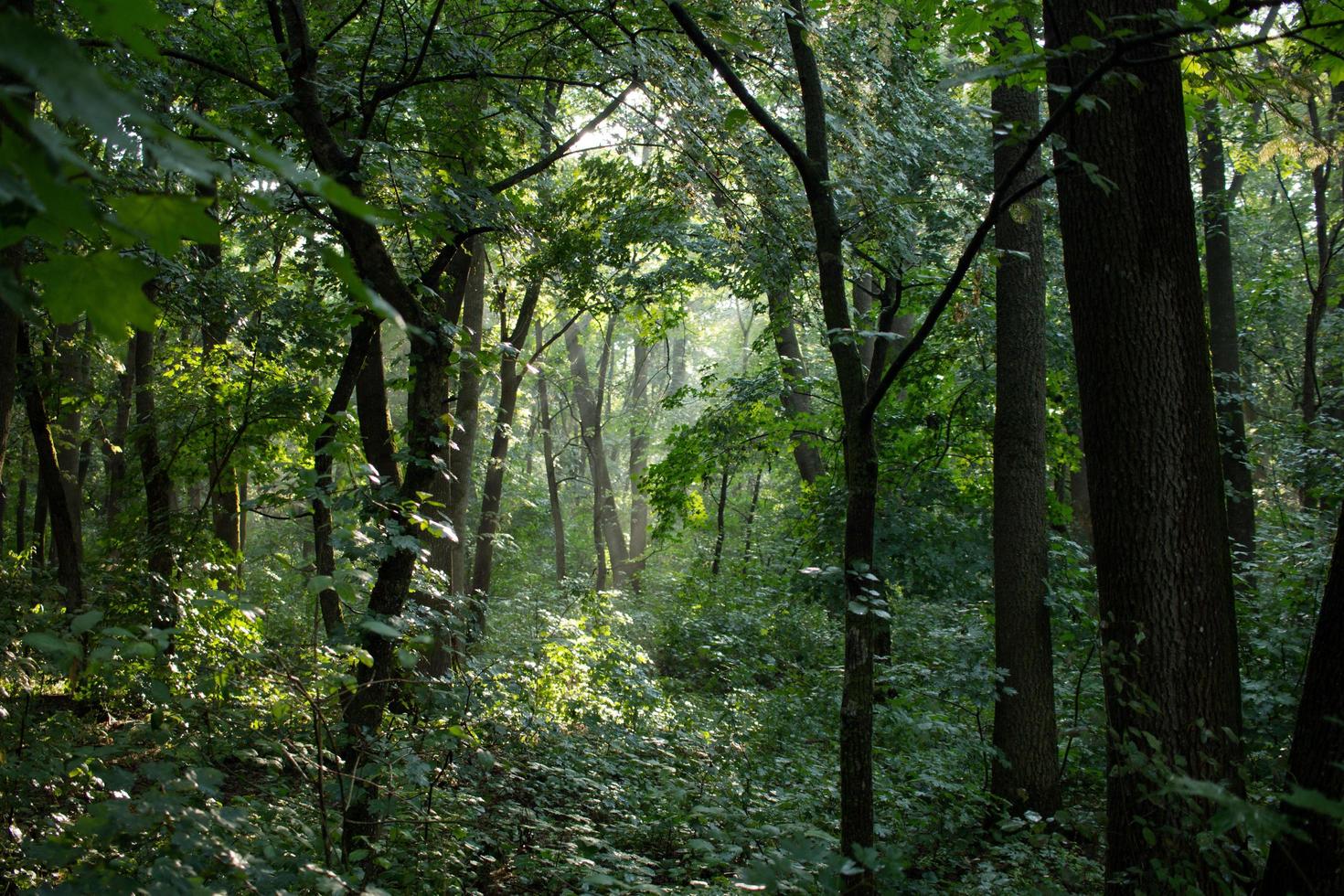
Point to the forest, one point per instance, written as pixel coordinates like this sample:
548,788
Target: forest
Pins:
655,446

──────

- [WRITTEN TASK]: Write out all the lines of the records above again, requests included, with each pixel coordinate in the answers multiplied by 0.7 and rounded to a whole number, halves rounded up. Leave the numbers in the requests and their sample format unchanged, and leave the pictures out.

- [CORRECT ANSWER]:
Point to the forest, one point per instance, written as pixel coordinates like this sample:
548,788
Target: forest
Pins:
459,312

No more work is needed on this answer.